▸ What is required
Of the entries that follow, how many lines hold the word "staircase"? Reply with the number only.

BEGIN Data

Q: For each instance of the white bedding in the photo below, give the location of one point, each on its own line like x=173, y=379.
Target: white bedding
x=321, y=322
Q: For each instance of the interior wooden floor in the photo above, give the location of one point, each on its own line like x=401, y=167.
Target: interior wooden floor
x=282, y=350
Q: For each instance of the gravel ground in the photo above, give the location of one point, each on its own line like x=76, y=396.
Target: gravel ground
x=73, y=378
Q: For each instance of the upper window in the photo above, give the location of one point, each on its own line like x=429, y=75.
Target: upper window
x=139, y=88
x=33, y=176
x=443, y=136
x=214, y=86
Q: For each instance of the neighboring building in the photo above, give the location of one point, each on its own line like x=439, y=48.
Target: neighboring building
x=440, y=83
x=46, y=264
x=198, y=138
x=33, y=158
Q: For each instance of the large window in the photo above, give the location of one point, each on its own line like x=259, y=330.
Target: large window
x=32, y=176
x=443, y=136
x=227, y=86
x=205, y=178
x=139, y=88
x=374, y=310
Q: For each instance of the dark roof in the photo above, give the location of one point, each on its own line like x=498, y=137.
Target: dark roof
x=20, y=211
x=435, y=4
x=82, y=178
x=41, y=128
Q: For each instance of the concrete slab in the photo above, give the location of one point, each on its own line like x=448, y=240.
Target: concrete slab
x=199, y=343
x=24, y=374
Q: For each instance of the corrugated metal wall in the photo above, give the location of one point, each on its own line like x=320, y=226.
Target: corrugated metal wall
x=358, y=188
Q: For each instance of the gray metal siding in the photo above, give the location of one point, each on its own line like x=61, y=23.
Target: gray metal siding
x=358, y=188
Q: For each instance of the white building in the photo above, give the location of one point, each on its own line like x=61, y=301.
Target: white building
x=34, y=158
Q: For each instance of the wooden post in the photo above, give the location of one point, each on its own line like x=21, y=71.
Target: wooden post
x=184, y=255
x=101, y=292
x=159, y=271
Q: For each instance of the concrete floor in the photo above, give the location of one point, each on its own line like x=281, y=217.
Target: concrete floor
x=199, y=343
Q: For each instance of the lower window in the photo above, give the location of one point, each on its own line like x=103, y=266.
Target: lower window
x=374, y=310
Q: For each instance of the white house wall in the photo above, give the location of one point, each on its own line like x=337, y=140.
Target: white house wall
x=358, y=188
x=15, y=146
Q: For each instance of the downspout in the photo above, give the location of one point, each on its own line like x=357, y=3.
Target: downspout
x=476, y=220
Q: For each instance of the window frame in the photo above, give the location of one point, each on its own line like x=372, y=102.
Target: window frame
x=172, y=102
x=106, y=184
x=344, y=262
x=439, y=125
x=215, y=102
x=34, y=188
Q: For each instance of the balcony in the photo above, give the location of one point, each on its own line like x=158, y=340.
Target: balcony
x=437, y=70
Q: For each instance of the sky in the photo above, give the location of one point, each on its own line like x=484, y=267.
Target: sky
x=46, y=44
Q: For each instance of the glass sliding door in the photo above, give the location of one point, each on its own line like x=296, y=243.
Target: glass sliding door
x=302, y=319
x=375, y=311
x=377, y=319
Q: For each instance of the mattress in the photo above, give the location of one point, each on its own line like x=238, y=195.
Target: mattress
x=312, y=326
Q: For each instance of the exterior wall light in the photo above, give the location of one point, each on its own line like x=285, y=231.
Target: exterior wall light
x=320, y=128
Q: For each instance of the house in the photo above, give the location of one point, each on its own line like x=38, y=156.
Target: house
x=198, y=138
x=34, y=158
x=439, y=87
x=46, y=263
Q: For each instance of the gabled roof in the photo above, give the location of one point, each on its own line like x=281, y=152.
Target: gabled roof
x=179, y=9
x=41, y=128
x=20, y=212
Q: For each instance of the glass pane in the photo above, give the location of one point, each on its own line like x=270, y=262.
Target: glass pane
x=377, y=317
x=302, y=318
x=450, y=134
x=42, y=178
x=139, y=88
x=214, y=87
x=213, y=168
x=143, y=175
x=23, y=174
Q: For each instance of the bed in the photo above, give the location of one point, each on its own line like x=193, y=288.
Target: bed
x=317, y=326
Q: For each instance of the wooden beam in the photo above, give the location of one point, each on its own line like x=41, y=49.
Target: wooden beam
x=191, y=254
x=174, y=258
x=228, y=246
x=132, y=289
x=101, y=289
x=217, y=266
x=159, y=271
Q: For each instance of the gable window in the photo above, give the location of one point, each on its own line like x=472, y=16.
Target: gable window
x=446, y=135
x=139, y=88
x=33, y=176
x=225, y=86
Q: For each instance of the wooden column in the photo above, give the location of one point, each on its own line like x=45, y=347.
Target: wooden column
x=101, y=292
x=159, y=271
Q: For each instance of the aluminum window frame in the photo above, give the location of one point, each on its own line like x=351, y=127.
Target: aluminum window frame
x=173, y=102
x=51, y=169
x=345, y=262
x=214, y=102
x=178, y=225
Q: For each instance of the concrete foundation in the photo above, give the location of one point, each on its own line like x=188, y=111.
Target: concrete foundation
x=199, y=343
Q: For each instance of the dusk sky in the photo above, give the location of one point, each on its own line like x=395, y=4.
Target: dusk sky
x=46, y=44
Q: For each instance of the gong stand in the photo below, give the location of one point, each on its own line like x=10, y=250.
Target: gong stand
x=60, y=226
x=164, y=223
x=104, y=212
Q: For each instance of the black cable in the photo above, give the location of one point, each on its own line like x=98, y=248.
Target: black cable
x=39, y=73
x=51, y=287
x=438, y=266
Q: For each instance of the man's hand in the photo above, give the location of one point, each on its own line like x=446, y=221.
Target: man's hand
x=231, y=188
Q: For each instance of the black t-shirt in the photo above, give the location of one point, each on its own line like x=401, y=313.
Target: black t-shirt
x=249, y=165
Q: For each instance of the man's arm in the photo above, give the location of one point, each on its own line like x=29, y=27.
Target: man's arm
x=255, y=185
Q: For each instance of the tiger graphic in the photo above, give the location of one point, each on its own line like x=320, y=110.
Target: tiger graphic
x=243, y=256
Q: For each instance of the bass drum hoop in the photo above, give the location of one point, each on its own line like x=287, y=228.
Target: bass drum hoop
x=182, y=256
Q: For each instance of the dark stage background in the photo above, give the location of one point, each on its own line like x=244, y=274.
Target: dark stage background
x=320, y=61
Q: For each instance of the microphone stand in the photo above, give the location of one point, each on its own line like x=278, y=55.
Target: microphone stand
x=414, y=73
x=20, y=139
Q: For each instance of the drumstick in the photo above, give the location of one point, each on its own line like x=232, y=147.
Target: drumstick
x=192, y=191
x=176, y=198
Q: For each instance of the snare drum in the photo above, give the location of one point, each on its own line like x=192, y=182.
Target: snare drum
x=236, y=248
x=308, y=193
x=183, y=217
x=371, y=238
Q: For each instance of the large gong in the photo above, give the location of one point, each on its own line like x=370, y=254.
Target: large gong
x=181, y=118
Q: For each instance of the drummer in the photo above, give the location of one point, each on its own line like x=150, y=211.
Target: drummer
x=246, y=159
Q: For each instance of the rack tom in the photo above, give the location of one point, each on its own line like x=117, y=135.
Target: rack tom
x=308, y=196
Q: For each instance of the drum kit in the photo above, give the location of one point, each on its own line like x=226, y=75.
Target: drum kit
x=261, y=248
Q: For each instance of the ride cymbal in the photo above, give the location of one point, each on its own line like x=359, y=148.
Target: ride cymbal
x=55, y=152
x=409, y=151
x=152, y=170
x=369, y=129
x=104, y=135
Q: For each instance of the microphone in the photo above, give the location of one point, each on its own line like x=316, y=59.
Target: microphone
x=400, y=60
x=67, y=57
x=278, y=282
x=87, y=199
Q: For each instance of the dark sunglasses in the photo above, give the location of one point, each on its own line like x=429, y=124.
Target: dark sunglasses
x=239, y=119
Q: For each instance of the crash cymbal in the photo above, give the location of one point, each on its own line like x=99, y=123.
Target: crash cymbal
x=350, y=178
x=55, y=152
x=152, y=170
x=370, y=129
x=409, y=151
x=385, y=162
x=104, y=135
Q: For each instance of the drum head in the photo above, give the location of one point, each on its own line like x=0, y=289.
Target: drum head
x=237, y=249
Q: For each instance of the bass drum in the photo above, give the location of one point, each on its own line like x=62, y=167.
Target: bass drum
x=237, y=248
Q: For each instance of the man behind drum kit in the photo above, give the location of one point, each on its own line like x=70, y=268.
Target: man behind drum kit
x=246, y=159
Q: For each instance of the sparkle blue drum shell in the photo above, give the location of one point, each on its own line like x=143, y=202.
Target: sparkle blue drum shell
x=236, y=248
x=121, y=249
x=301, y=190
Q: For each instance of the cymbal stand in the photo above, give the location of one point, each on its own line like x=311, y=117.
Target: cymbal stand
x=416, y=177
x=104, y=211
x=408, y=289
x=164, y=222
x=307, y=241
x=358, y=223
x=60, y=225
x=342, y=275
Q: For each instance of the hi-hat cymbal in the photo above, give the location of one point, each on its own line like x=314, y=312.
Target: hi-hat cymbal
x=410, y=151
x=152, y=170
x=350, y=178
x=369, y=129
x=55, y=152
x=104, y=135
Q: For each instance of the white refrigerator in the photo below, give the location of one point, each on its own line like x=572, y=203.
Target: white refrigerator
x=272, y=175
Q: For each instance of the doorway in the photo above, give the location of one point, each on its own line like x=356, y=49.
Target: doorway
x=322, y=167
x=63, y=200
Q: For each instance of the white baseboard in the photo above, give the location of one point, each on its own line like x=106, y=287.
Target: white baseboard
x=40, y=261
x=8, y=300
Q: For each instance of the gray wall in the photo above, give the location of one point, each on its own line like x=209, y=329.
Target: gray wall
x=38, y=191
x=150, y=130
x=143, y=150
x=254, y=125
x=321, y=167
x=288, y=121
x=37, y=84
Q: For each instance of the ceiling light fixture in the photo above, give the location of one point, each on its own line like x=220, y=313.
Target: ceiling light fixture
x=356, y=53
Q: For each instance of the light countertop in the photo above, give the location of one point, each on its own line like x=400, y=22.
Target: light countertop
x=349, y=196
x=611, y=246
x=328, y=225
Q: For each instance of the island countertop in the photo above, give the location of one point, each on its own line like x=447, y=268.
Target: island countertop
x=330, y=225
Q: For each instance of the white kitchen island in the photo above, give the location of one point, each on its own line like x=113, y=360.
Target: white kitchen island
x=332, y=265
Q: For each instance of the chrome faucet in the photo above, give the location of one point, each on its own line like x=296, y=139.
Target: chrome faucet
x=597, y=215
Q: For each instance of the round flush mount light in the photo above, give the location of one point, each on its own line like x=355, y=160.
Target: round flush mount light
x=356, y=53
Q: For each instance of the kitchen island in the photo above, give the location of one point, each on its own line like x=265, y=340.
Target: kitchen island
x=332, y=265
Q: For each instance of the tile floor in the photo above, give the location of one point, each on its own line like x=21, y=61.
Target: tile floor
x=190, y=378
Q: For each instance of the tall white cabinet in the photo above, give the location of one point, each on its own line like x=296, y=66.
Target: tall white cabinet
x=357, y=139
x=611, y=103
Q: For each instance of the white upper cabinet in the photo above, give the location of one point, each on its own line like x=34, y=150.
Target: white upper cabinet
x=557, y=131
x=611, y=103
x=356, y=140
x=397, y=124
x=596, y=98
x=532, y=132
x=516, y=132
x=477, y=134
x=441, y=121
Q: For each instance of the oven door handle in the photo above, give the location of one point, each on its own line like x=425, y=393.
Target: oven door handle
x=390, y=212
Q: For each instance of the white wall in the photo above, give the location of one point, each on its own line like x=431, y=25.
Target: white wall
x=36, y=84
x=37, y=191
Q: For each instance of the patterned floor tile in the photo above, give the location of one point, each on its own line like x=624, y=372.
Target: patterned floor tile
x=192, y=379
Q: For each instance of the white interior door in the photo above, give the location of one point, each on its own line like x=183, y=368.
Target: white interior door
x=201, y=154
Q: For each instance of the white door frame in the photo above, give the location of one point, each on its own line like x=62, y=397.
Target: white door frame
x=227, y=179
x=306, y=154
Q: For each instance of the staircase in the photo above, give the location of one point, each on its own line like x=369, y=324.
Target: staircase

END Data

▸ Task solution
2